Task statement: Reproduce word for word the stretch of the records below from the line containing "the wooden block" through the end of the records.

Exercise data:
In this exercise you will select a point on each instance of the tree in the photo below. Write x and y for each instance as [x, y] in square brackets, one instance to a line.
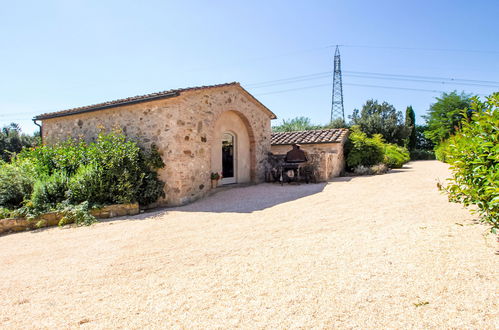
[384, 119]
[295, 124]
[410, 124]
[444, 116]
[12, 141]
[473, 154]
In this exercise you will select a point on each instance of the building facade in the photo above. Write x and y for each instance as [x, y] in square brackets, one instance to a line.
[198, 131]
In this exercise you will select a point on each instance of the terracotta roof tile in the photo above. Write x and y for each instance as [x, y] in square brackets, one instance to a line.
[335, 135]
[137, 99]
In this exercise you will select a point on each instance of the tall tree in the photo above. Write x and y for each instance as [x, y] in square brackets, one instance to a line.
[444, 116]
[410, 124]
[295, 124]
[384, 119]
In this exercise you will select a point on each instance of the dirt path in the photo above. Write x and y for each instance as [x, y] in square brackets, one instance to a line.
[365, 252]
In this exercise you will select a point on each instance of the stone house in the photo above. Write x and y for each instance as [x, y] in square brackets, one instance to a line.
[200, 130]
[324, 148]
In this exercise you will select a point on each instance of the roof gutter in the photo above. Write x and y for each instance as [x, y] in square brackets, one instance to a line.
[103, 107]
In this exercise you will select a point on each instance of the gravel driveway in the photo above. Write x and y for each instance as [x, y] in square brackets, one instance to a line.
[366, 252]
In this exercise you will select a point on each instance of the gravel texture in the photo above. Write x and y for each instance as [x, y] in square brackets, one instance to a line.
[383, 251]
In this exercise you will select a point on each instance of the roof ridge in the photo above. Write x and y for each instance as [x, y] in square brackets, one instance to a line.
[129, 100]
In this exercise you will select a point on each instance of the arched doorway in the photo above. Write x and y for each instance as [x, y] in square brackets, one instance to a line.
[229, 158]
[231, 149]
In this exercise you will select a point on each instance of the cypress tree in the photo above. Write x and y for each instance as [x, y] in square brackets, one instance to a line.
[410, 123]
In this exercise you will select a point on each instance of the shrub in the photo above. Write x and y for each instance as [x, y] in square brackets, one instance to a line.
[362, 170]
[421, 154]
[443, 150]
[4, 213]
[87, 185]
[474, 157]
[77, 214]
[111, 170]
[16, 183]
[362, 150]
[395, 156]
[49, 191]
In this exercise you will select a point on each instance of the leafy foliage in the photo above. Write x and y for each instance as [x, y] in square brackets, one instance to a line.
[444, 116]
[443, 150]
[295, 124]
[4, 213]
[111, 170]
[410, 124]
[12, 141]
[362, 150]
[422, 142]
[422, 154]
[474, 157]
[77, 214]
[16, 183]
[49, 191]
[384, 119]
[395, 156]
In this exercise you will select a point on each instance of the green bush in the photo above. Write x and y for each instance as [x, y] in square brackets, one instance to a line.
[5, 213]
[474, 157]
[365, 151]
[421, 154]
[395, 156]
[111, 170]
[77, 214]
[443, 150]
[362, 150]
[49, 191]
[16, 183]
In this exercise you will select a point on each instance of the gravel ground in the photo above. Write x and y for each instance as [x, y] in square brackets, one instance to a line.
[365, 252]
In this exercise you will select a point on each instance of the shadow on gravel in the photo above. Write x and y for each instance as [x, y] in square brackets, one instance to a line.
[251, 198]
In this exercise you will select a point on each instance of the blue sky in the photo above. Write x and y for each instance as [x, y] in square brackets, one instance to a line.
[61, 54]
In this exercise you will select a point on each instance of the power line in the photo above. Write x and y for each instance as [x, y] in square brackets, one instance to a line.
[455, 50]
[421, 80]
[423, 77]
[377, 75]
[358, 85]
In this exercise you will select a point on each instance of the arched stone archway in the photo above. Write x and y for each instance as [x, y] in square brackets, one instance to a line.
[237, 124]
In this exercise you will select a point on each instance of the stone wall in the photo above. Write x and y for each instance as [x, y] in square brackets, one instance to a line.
[52, 218]
[327, 158]
[182, 128]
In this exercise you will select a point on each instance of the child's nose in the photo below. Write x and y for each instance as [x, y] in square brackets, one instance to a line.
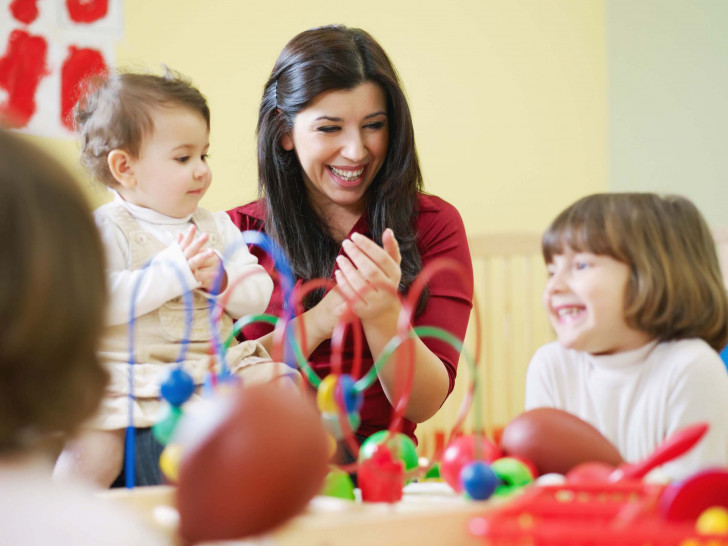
[555, 282]
[202, 170]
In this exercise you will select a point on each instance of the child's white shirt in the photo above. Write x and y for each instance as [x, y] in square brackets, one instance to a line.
[161, 283]
[637, 399]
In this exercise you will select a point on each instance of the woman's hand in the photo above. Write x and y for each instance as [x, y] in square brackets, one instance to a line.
[370, 274]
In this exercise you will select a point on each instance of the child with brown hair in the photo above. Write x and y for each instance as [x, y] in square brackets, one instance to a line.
[52, 298]
[146, 138]
[639, 308]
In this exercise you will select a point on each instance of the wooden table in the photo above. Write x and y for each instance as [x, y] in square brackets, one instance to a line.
[430, 513]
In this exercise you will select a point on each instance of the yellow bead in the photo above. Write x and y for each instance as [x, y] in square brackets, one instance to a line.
[169, 462]
[713, 521]
[325, 395]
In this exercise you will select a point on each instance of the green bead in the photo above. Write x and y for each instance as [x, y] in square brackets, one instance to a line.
[164, 428]
[513, 475]
[338, 484]
[402, 446]
[434, 473]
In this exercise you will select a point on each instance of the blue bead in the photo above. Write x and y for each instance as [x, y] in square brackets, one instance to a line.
[478, 479]
[352, 398]
[178, 387]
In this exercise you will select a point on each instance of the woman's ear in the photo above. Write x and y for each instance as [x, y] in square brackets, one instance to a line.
[120, 164]
[287, 142]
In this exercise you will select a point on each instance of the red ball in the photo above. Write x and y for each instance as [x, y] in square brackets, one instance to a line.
[259, 467]
[557, 441]
[461, 452]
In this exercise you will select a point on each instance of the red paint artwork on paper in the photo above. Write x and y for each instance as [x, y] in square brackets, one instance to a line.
[25, 11]
[21, 69]
[87, 11]
[79, 65]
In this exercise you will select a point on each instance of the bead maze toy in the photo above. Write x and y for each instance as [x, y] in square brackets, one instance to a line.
[473, 465]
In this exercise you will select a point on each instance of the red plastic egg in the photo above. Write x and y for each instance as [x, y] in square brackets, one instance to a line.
[557, 441]
[259, 466]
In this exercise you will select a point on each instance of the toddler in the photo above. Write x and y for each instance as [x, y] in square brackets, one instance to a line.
[146, 138]
[639, 308]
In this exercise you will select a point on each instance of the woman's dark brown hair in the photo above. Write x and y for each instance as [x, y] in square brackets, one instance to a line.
[675, 290]
[52, 298]
[327, 59]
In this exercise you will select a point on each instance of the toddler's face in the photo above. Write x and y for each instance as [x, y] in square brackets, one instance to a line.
[584, 299]
[171, 173]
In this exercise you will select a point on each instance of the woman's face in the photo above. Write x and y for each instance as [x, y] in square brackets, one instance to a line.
[341, 142]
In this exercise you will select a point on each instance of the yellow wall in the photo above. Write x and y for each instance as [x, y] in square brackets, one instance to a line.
[509, 97]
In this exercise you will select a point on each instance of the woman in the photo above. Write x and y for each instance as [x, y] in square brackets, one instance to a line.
[339, 176]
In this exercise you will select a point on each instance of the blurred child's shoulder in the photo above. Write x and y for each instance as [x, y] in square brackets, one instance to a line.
[554, 352]
[689, 357]
[687, 351]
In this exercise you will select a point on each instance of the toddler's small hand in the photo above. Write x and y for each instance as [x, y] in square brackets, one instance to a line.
[206, 266]
[204, 262]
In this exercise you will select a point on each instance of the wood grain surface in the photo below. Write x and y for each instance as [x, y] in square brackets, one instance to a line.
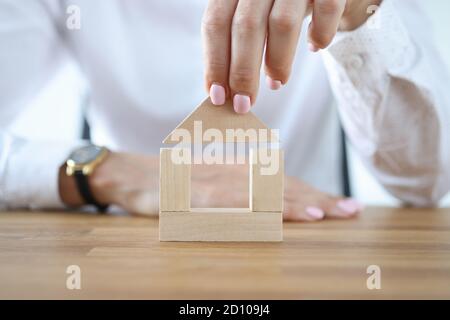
[121, 258]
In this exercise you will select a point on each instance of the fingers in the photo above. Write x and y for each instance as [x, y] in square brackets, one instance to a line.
[325, 22]
[248, 35]
[216, 32]
[284, 29]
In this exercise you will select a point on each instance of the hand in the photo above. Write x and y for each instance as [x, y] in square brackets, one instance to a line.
[210, 188]
[235, 33]
[132, 182]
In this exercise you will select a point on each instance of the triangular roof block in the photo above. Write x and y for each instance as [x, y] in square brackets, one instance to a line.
[222, 118]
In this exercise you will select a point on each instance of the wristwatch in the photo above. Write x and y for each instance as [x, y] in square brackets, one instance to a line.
[81, 164]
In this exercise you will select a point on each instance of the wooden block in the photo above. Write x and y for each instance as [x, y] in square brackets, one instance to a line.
[174, 183]
[221, 225]
[223, 119]
[266, 191]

Written response:
In this exercise you will select a point on each instance of the wooden block in the photo above. Write x and y for each instance as [x, y] in square brackets, one instance to a line.
[174, 183]
[221, 225]
[223, 119]
[266, 191]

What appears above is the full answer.